* [Your tasks]:
1. From the curve-fitting module, reproduce everything from "Readiness check" down to "add the squares.".
2. Answer these questions using the curve-fitting module:
(a) What single number reports how well the regression line explains the data?
(b) Where should a learner with 2 weak items on the readiness check refresh statistics?
(c) What quantity does least-squares regression minimize when choosing its line?

* [Text segment]:
════════════════════
Numerical Methods · Module 6 of 10

Curve Fitting: Least-Squares Regression

Measured data scatter. Regression draws the single line that sits closest to all of it, in the least-squares sense, and reports how well that line explains the data through one number, r squared.

01

Readiness check

This module fits a line to data. Tick only what you can do closed-notes.

  • Compute a mean and a sum.
  • Recall the equation of a straight line y = a0 + a1x.
  • Square a residual and add the squares.
  • Take a logarithm to linearize a relation.
  • Distinguish a fit that interpolates from one that smooths.
0 or 1 weak itemsContinue with this module.
2 weak itemsRefresh statistics in Mathematics, Module 15.
3 or more weak itemsReview error measures in Module 1.
02

The core idea

Least-squares regression chooses the line that minimises the sum of squared vertical residuals. Its slope and intercept come from the normal equations, and the coefficient of determination measures how much of the scatter the line explains.
════════════════════
* [Source material]:
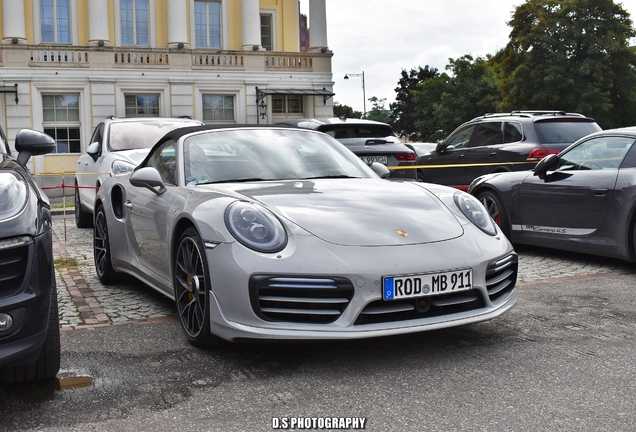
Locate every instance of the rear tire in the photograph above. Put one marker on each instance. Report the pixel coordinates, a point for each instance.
════════════════════
* [In response]:
1.
Readiness check

This module fits a line to data. Tick only what you can do closed-notes.

  • Compute a mean and a sum.
  • Recall the equation of a straight line y = a0 + a1x.
  • Square a residual and add the squares.

2.
(a) r squared, the coefficient of determination.
(b) Mathematics, Module 15.
(c) The sum of squared vertical residuals.